Minister van Onderwijs, Jet Bussemaker, heeft het hogere collegegeld vastgelegd in een Algemene Maatregel van Bestuur. De Wet op het Hoger Onderwijs hoeft voor de maatregel niet aangepast, want deze biedt ruimte voor experimenten. Voor studiejaar 2014-2015 is het collegegeld vastgesteld op 1906 euro. De topopleidingen mogen dus maximaal 3812 euro kosten.

‘De trajecten worden aangeboden aan studenten, die meer uitdaging willen en qua talent ook en ambitie meer aankunnen’, schrijft Bussemaker als toelichting op de wetswijziging. ‘De trajecten maken deel uit van een opleiding.’ De toegankelijkheid van opleidingen komt niet gevaar, benadrukt de minister. ‘De student kan altijd nog de “gewone” opleiding volgen.’

Bussemaker noemde zondag in het televisieprogramma Buitenhof de duurdere opleiding een ‘heel voorzichtig experiment’ in uitdagend onderwijs. En excellentie ‘kost meer geld omdat er bijvoorbeeld meer beroemde tophoogleraren uit het buitenland binnengehaald moeten worden’.

Rijen uit een dataset met aanwijzingen
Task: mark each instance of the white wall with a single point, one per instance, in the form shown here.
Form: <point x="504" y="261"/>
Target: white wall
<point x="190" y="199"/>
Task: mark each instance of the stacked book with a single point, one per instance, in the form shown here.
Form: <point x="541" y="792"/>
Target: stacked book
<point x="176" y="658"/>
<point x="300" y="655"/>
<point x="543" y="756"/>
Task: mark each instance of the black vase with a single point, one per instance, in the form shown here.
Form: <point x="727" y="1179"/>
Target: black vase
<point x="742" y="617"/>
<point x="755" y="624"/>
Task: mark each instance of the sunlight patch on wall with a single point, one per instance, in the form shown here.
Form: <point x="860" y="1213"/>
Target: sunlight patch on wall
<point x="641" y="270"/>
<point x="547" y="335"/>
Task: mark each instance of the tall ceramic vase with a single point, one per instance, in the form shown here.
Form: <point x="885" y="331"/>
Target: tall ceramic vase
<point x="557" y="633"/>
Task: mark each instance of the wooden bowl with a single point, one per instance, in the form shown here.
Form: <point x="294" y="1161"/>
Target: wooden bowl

# Opdrachten
A – Beantwoord deze vragen over de tekst over het hogere collegegeld.
(i) In welke regeling heeft de minister het hogere collegegeld vastgelegd?
(ii) Op welk bedrag is het collegegeld voor studiejaar 2014-2015 vastgesteld?
(iii) In welk televisieprogramma sprak Bussemaker over de duurdere opleiding?
B – Neem uit de tekst over het hogere collegegeld woordelijk het deel over dat opent met de woorden "Bussemaker noemde zondag" en sluit met "binnengehaald moeten worden’.".
C – Schrijf de tekst over het hogere collegegeld verder vanaf het punt waar die ophoudt.
De gegevens spelen hierbij geen rol.

# Antwoorden
A –
(i) In een Algemene Maatregel van Bestuur.
(ii) Op 1906 euro.
(iii) In Buitenhof.

B –
Bussemaker noemde zondag in het televisieprogramma Buitenhof de duurdere opleiding een ‘heel voorzichtig experiment’ in uitdagend onderwijs. En excellentie ‘kost meer geld omdat er bijvoorbeeld meer beroemde tophoogleraren uit het buitenland binnengehaald moeten worden’.

C –
De minister wil wel dat er door de deelnemende universiteiten ‘voorzieningen worden getroffen voor studenten die toptrajecten niet kunnen betalen. Ook moet de medezeggenschap de excellente opleiding steunen.’

Bussemaker legde uit dat een kwaliteitsimpuls in het onderwijs nodig is. ‘Het niveau is nog goed maar we moeten wel iets doen aan het onderwijs op universiteiten. Dat is wat verwaarloosd. Dat komt door de nadruk op onderzoek. Er is sprake van achterstallig onderhoud. Dat wordt nu aangepakt: Er komen meer contacturen, de grote uitval wordt bestreden en de docenten beter opgeleid.’

Voor uitstekende docenten mag ook wel meer aandacht komen. ‘Misschien is het interessant een prijs voor onderwijs in te stellen die vergelijkbaar is met de Spinozaprijs voor onderzoek.’

Opvallend is ook dat de minister afstand neemt van de ambitie van de EU om te streven naar een bevolking waarvan de helft opgeleid is. In Nederland is dat nu 41 procent en dat hoeft niet naar 50.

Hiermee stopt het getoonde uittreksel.